==== Dataset content ====
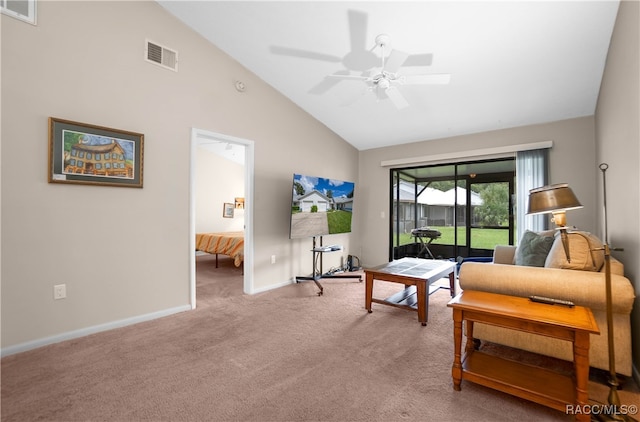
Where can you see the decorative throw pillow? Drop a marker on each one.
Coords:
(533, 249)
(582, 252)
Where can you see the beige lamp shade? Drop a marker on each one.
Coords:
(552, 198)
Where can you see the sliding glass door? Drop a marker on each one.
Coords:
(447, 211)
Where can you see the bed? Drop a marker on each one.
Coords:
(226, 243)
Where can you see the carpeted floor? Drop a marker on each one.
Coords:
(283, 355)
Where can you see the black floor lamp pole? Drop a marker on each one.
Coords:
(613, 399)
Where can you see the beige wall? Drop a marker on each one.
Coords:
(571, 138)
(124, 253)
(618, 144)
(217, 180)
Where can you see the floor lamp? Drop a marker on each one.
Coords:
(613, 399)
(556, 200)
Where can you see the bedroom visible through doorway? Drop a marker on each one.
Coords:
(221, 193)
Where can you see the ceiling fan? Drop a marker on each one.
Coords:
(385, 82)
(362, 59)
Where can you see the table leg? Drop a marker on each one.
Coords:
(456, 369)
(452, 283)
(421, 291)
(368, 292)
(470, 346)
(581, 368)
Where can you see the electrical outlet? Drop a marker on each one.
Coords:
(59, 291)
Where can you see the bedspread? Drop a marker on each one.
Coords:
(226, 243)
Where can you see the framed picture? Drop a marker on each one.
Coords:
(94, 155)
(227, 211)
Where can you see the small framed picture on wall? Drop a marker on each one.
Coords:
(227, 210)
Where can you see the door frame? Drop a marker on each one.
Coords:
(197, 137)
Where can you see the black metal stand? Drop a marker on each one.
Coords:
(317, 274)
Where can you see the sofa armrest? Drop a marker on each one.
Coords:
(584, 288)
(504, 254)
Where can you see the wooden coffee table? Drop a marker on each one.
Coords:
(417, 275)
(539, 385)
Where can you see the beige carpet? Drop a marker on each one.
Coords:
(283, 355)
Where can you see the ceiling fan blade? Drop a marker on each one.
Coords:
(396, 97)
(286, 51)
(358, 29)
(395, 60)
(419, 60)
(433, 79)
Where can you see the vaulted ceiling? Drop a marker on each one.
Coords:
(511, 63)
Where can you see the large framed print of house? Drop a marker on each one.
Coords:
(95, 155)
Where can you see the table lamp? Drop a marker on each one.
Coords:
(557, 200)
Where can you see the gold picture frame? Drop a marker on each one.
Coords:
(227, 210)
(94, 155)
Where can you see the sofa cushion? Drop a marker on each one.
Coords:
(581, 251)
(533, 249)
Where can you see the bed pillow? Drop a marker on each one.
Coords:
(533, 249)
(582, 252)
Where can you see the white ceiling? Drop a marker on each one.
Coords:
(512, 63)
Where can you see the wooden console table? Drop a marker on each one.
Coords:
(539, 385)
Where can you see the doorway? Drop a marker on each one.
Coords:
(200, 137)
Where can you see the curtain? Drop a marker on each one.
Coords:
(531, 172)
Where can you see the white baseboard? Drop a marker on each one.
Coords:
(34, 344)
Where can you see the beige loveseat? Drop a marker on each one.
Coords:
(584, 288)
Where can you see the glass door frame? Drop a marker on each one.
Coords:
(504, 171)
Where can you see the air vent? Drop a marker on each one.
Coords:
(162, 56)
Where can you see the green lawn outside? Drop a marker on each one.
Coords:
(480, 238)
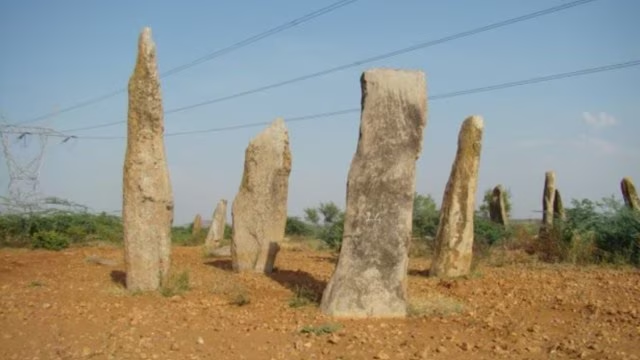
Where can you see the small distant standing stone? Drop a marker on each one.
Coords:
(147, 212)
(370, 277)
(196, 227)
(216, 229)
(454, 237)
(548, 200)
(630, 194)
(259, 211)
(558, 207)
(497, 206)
====
**Your objective:** The records above should be written out in full and unchanged, except that pictures are dropped.

**Task output:**
Where can you see the decorative throw pillow? Drop a marker on each one.
Coords:
(533, 249)
(582, 252)
Where can you see the beige lamp shade? Drop a marker on each one.
Coords:
(552, 198)
Where can you see the sliding glass door? Drop a marker on each one.
Coords:
(447, 211)
Where can you see the bed? Drop a marker on each one.
Coords:
(226, 243)
Where can you see the carpeted floor? Drop a marker on each one.
Coords:
(283, 355)
Where can you see the black floor lamp pole? Drop a marker on each one.
Coords:
(613, 399)
Where can you see the beige wall? Drop a marker on each one.
Coords:
(571, 138)
(124, 253)
(618, 144)
(217, 180)
Where can you see the floor lamp? Drop a marker on each one.
Coords:
(613, 399)
(556, 200)
Where can you see the bedroom visible through doorway? Drop a marker on each one.
Coords:
(221, 193)
Where can you see the ceiling fan? Drop a marker on each one.
Coords:
(385, 82)
(362, 59)
Where can you see the table leg? Drop a marker on each one.
Coords:
(456, 369)
(452, 283)
(421, 291)
(368, 292)
(470, 346)
(581, 368)
Where can you see the electrical outlet? Drop a marker on each one.
Coords:
(59, 291)
Where can you see the bedspread? Drop a marker on each one.
Coords:
(226, 243)
Where can you see the framed picture? Drop a marker on each one.
Coords:
(94, 155)
(227, 211)
Where can you see the small framed picture on wall? Drop a marker on each one.
Coords:
(227, 210)
Where can you see the door frame? Drop a marker on each one.
Coords:
(197, 137)
Where can you see the black metal stand? Drop a marker on each one.
Coords:
(317, 274)
Where can you see the sofa armrest? Drop a marker on each one.
Coords:
(584, 288)
(504, 254)
Where can you see the wooden coffee table? Drop a marker on each one.
Coords:
(417, 275)
(539, 385)
Where can you see the beige carpet? Drop a marker on each one.
Coords:
(283, 355)
Where can you see the ceiling fan blade? Drop a marker on each one.
Coords:
(396, 97)
(286, 51)
(358, 29)
(395, 60)
(419, 60)
(433, 79)
Where can you see the vaulted ceiling? Drop a marker on each one.
Coords:
(511, 63)
Where can you see the large framed print of house? Drop a marker on each one.
Coords:
(95, 155)
Where can you see the table lamp? Drop a marker on each one.
Coords:
(557, 200)
Where can you see the gold picture frame? Drop a marker on each one.
Coords:
(227, 210)
(94, 155)
Where can you see the sofa cushion? Drop a marker on each one.
Coords:
(581, 251)
(533, 249)
Where can you see the bed pillow? Drop a marker on each one.
Coords:
(533, 249)
(582, 252)
Where can you see the white ceiling? Drop a marker on each one.
Coords:
(512, 63)
Where can you see the wooden console table? Drop a marker on each one.
Coords:
(539, 385)
Where can you see the doorway? Drop a marker on each one.
Coords:
(200, 137)
Where can you see the curtain? Drop a marker on each one.
Coords:
(531, 172)
Where can you see the white baseboard? Drop a marker on each one.
Coords:
(34, 344)
Where can you see the beige loveseat? Drop a marker on each one.
Coords:
(584, 288)
Where can you see the glass door frame? Drop a marker on each one.
Coords:
(504, 171)
Where can you see the air vent? Drop a marker on each one.
Coords:
(162, 56)
Where can you see the green lawn outside? Drop a marker on each one.
Coords:
(480, 238)
Where can you see the small distant standing stone? Drop a marker on each one.
Coords:
(147, 212)
(370, 277)
(196, 227)
(216, 229)
(454, 237)
(548, 200)
(630, 194)
(259, 211)
(558, 207)
(497, 206)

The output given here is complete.